Extrait choisi:
————

PROPOSITIONS n° 5 : La formation continue doit être rendu obligatoire, s'exercer hors du temps scolaire et le nombre de jours ou d'heures de formation doit être précisé dans le statut.

  • La formation continue est en grande partie facultative, ce qui laisse penser qu'elle est accessoire donc peu utile. Pourtant elle est coûteuse.
  • La formation doit être rendue obligatoire : il faudrait que dans le statut des professeurs soit inscrit en plus du nombre d'heures de cours devant élèves, le nombre de journées de formation obligatoire pour tout enseignant. Par exemple, 5 jours de formation, y compris la journée de prérentrée.
  • Les Académies devraient choisir entre des journées de formation étalées sur les périodes de vacances (1 jour ou 2 pendant les vacances de la Toussaint, 1 ou 2 pendant les vacances de Printemps…) ou en les concentrant sur une période (1 semaine à la Toussaint…).
  • Ce temps de travail supplémentaire pourrait être en partie rémunéré en augmentant la prime « ISOE » que touchent les enseignants sachant que le Ministère réaliserait déjà des économies en ne rémunérant plus des professeurs pour remplacer leurs collègues en formation voire pour s'auto suppléer en heures supplémentaires (cas des lycées).

PROPOSITION n° 6 : La formation continue doit être mutualisée entre Académies sous forme de MOOC accessible par tous les professeurs et être organisée de façon complémentaire et progressive, ce qui suppose un plan de formation pluriannuel.

  • Une partie des modules de formation doit être mutualisée entre académie via un site internet dédié sur le modèle des MOOC et accessible à tous les professeurs.
  • Il faut organiser les formations de façon pluriannuelle de sorte qu'il y ait une certaine cohérence dans les modules proposés d'année en année. Il faut qu'au moins les contenus des séquences de formation soit articulées et soient cohérentes pour donner sens à la formation. Une durée de 3 ans parait adéquate.

PROPOSITION n° 7 : La formation continue doit être réalisée par des intervenants aux profils variés et être évaluée par les professeurs dans une perspective d'amélioration permanente.

  • Des formateurs extérieurs à l'Éducation nationale doivent être intégrés, pour donner un autre regard sur certains thèmes et parce qu'ils ont une autre approche pédagogique. Les universitaires ne doivent pas être les seuls acteurs de la formation même s'ils y ont leur part. Le recours à des professionnels doit être développé.
  • Les formations ne doivent pas prendre la forme de conférences universitaires mais doivent consister en étude de cas et en mise en situation qui permettent d'acquérir des savoirs et savoir-faire réutilisables dans sa classe. La formation doit avoir une visée pratique c'est-à-dire d'améliorer la façon de faire cours (de le construire et de le conduire), de manager sa classe et d'évaluer les élèves.
  • Les formations doivent être mieux évaluées, il faut que ceux qui sont formés puissent donner leur avis sur la qualité de la formation c'est-à-dire non sur la qualité du formateur (s'il est sympa, s'il a bien travaillé…) mais sur l'utilité de la formation. Cette évaluation doit servir à améliorer la formation.

Conclusion

Un État moderne doit être un État qui se mette vraiment au service du public pour lequel il est fondé, un État qui s'adapte à la demande de la société, qui soit plus efficace pour atteindre les missions qui lui sont confiées et qui, donc, réforme son fonctionnement bureaucratique. Que l'État arrête de fonctionner pour lui-même, selon les intérêts de ses salariés : l'administration doit être au service de ses usagers, et non l'inverse.

[1] Voir les précédents articles de la Fondation, Statut des enseignants et temps de travail, Le temps de travail des agrégés et sa proposition pour augmenter de 2 heures, le temps de travail des enseignants.

[2] Voir les propositions de la Fondation en matière d'Éducation pour annualiser le temps de travail des enseignants, dans notre étude de septembre 2013.

————

Consignes:
[1] Reproduisez le passage de l'extrait sur la formation continue qui commence par « PROPOSITION n° 6 » et se poursuit jusqu'à « perspective d'amélioration permanente. ».
[2] D'après l'extrait sur la formation continue, quels savoir-faire la visée pratique de la formation doit-elle permettre d'améliorer ? Donnez-les tous.

Données de travail:
————

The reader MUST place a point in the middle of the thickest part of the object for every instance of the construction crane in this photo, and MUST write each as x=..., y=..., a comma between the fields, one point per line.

————

Réponses successives:
[1]
PROPOSITION n° 6 : La formation continue doit être mutualisée entre Académies sous forme de MOOC accessible par tous les professeurs et être organisée de façon complémentaire et progressive, ce qui suppose un plan de formation pluriannuel.

  • Une partie des modules de formation doit être mutualisée entre académie via un site internet dédié sur le modèle des MOOC et accessible à tous les professeurs.
  • Il faut organiser les formations de façon pluriannuelle de sorte qu'il y ait une certaine cohérence dans les modules proposés d'année en année. Il faut qu'au moins les contenus des séquences de formation soit articulées et soient cohérentes pour donner sens à la formation. Une durée de 3 ans parait adéquate.

PROPOSITION n° 7 : La formation continue doit être réalisée par des intervenants aux profils variés et être évaluée par les professeurs dans une perspective d'amélioration permanente.

[2]
- faire cours (le construire et le conduire)
- manager sa classe
- évaluer les élèves